### Task instructions
Write out the listing below in its entirety, minus the pictures, without changing a word.

(Beginning of Records for the exercise)

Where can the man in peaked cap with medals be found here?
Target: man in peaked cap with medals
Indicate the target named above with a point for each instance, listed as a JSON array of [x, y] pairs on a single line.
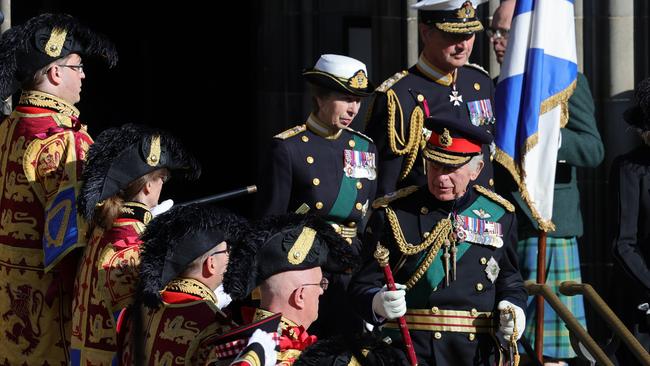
[[289, 256], [440, 82], [42, 148], [451, 243], [123, 179], [328, 167]]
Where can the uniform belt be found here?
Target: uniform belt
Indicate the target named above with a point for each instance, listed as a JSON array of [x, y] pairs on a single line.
[[345, 231], [438, 320]]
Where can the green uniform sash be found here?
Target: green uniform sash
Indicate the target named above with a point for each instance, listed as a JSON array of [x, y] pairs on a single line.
[[347, 195], [418, 296]]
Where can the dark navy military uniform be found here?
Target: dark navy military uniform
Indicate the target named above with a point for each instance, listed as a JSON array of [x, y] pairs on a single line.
[[451, 319], [418, 93], [307, 168]]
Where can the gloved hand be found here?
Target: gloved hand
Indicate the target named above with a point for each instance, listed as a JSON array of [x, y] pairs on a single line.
[[507, 323], [161, 207], [266, 341], [223, 299], [390, 304]]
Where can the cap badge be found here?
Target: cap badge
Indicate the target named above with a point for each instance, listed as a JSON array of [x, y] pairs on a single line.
[[154, 151], [445, 139], [465, 11], [302, 246], [359, 80], [54, 45]]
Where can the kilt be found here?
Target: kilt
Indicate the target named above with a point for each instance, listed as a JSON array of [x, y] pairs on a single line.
[[562, 264]]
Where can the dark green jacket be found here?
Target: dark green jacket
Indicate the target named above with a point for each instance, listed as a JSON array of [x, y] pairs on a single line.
[[581, 147]]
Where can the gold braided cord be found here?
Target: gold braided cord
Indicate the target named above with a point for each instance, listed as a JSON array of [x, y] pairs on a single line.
[[417, 122], [441, 233], [398, 234]]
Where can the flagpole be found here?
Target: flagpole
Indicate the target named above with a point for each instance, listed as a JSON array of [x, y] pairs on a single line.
[[539, 300]]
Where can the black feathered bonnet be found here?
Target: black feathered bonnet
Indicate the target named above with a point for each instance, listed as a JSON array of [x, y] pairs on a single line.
[[24, 49], [174, 239], [123, 154], [286, 243]]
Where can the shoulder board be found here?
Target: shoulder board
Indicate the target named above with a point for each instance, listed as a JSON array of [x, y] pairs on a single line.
[[359, 133], [495, 197], [291, 132], [387, 199], [391, 81], [478, 67]]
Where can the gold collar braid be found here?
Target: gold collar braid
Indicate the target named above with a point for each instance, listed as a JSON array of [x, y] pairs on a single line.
[[192, 287], [44, 100], [440, 234]]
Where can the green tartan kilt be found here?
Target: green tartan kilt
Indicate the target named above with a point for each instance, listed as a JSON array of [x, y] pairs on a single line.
[[562, 264]]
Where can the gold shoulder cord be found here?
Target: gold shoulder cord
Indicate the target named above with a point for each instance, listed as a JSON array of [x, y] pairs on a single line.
[[412, 146], [440, 233]]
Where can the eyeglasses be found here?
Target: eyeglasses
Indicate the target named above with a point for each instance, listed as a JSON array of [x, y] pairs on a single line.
[[324, 284], [497, 33], [78, 68], [219, 252]]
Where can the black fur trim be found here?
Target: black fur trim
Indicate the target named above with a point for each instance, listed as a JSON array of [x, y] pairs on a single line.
[[113, 143], [165, 231]]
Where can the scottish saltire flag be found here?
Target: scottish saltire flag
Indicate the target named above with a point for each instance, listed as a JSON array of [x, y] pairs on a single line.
[[537, 78]]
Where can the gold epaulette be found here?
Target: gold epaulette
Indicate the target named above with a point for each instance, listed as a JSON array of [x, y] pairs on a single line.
[[291, 132], [478, 67], [495, 197], [359, 133], [390, 197], [388, 83]]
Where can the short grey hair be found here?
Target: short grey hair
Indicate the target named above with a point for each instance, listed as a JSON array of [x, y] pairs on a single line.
[[475, 161]]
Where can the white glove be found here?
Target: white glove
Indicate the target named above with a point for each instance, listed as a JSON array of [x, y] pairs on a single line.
[[507, 323], [266, 341], [162, 207], [223, 299], [390, 304]]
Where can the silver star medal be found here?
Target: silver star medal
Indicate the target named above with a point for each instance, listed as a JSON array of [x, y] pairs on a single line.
[[492, 269], [455, 98]]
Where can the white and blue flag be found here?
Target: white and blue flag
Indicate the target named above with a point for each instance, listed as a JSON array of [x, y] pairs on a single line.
[[537, 78]]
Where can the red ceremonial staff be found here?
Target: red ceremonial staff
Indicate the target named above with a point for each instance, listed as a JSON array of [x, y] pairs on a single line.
[[381, 255]]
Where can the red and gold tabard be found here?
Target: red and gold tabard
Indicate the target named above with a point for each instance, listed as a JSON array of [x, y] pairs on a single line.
[[105, 285], [42, 149], [293, 339], [170, 331]]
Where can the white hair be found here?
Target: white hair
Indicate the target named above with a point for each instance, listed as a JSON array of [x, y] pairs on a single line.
[[474, 162]]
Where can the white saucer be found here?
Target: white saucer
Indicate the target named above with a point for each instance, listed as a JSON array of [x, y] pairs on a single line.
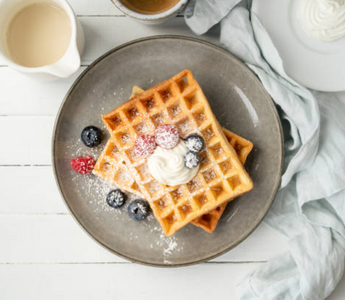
[[314, 64]]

(End of Records for the exercise)

### The completed task
Where can the man in peaked cap with medals be found here?
Target: man in peaked cap with medals
Indicate the target named above with a point for each instance, listed as a JSON array of [x, y] pairs on a single line.
[[289, 256], [440, 82], [42, 148], [451, 243], [123, 179], [328, 167]]
Where can the uniform belt be found here?
Target: uniform belt
Indicate the target named above with a point for each instance, listed as a JSON array of [x, y] pairs on a single line.
[[345, 231], [438, 320]]
Where can the green uniform sash be found here?
Target: green uniform sash
Indicate the target named above with a point for each instance, listed as a JSON array of [x, y] pairs on a single line.
[[347, 195], [418, 296]]
Where can the dark navy military uniform be found here?
Target: dark navy military uniform
Indicate the target named above with a point for each instance, listed as a JSON array of [x, y] pairs on a single line.
[[451, 319], [418, 93], [307, 168]]
Where can the gloved hand be found here?
Target: gloved hand
Indicate the target named above with a point for each instance, listed as a JSON array of [x, y] pairs on a single line.
[[507, 323], [161, 207], [266, 341], [223, 299], [390, 304]]
Where can the cap badge be found here?
Target: cap badge
Indicate the target named above with a point for each instance, listed as a JSON array of [x, y] pairs on a single line.
[[154, 151], [445, 139], [465, 11], [302, 246], [359, 80], [54, 45]]
Where can the kilt be found here?
Target: kilt
Indicate the target named above with a point for each instance, listed as a JSON array of [x, y] pairs on a single line.
[[562, 264]]
Where can the dark green jacket be found here?
Target: dark green jacket
Indicate the target named above with a point for each instance, listed as a JSON array of [x, y] pairs on a single line.
[[581, 147]]
Where can the gold braided cord be found here?
Target: gold braided cord
Indicate the target named above with a point for each instance, listed as a JSON array of [x, y] pairs on a single line.
[[417, 122], [441, 233], [398, 234]]
Where can the flagpole be found here?
Target: flagpole
Indicate the target named above with a point for each instance, listed as a JSON array of [x, y] pairs on a single line.
[[539, 300]]
Where can the black feathered bonnet be found here?
Target: black feathered bonnet
Indicate the target named above with a point for each instance, listed as a JSON array of [x, y] pairs on a single line.
[[24, 49], [174, 239], [123, 154], [286, 243]]
Where can the shoulder board be found here?
Target: shoulder board
Indicate the target named above with a point for each instance, listed as a JSON array of [x, y] pairs on a single line.
[[359, 133], [495, 197], [291, 132], [387, 199], [391, 81], [478, 67]]
Where can the gold collar braid be found here?
Target: gold collar braid
Indicate the target named above with a point for each instance, listed as a JSON array of [x, y] pairs on a single line.
[[192, 287], [44, 100], [440, 234]]
Where can the green tartan kilt be found here?
Target: green tartan kilt
Indicate the target named above with a point for each instance, listed as a JSON array of [x, y] pairs on a single line.
[[562, 264]]
Where can the gold shoulder cord be found here?
Target: gold shoulder cord
Indicate the target named above with a point for each instance, listed as a JSON array of [x, y] pairs on a single line.
[[412, 146], [440, 233]]
Where can the eyeglasses be found here?
Target: eyeglasses
Indicate the target named above with a point for each instance, listed as a JSON array of [x, y] pairs on a single line.
[[324, 284], [497, 33], [78, 68], [219, 252]]
Where can the black fur trim be found here?
Target: black fur trim
Indicate the target named above with a point for each instance, listed as a JSON array of [x, y] pairs on a single line.
[[113, 143], [165, 231]]
Where can the scottish saltire flag be found here?
Target: scottish saltire flag
Indicate the target named above with a point for each instance, listed as a JSON array of [x, y] pairs on a single line.
[[537, 78]]
Where can the gold epaulette be found here?
Target: gold epaulette
Indicate the target named above with a point for each instance, listed as a JSON array of [x, y] pairs on a single line.
[[291, 132], [478, 67], [495, 197], [359, 133], [390, 197], [388, 83]]
Where can the short grey hair be found here?
Target: short grey hair
Indicate the target named above with a point for each instance, listed as a JSON array of [x, y] pairs on a single line.
[[475, 161]]
Where can the white glove be found here?
Target: white glove
Indicate the target named above with a point for each instance, listed as a JSON array of [x, y] pairs on a single line.
[[507, 323], [266, 341], [162, 207], [223, 299], [390, 304]]
Where can the silver star medal be found here?
Target: silver star medal
Indicate the target named above with a point for each instance, listed as a JSON array of [x, y] pairs on a single line.
[[492, 269], [455, 98]]
Where can the white and blue flag be found here?
Target: white and blue flag
Indicate the target named above with a point for each instance, listed as a JSON array of [x, y] pairs on a single line.
[[537, 78]]
Where can the red ceremonial staff be found here?
Target: red ceremonial staff
Indicate the target named above with a point for each instance, listed as a JSON array of [x, y] pairs on a single line.
[[381, 255]]
Where can the red and gold tabard be found here?
Target: red and gold tabard
Indicate the target named above with a point for each instance, listed as a JSON array of [x, y] pairs on a single line.
[[105, 285], [42, 149], [293, 339], [170, 331]]
Where can the white hair be found here?
Target: white hair
Indicate the target named above with a point for each instance, listed as a JSON array of [x, y] pairs on a single line.
[[474, 162]]
Where can the white saucer be found here?
Target: white saucer
Indicate the target named above with a point for each instance, listed as a JSON array of [x, y] pairs on a single line.
[[314, 64]]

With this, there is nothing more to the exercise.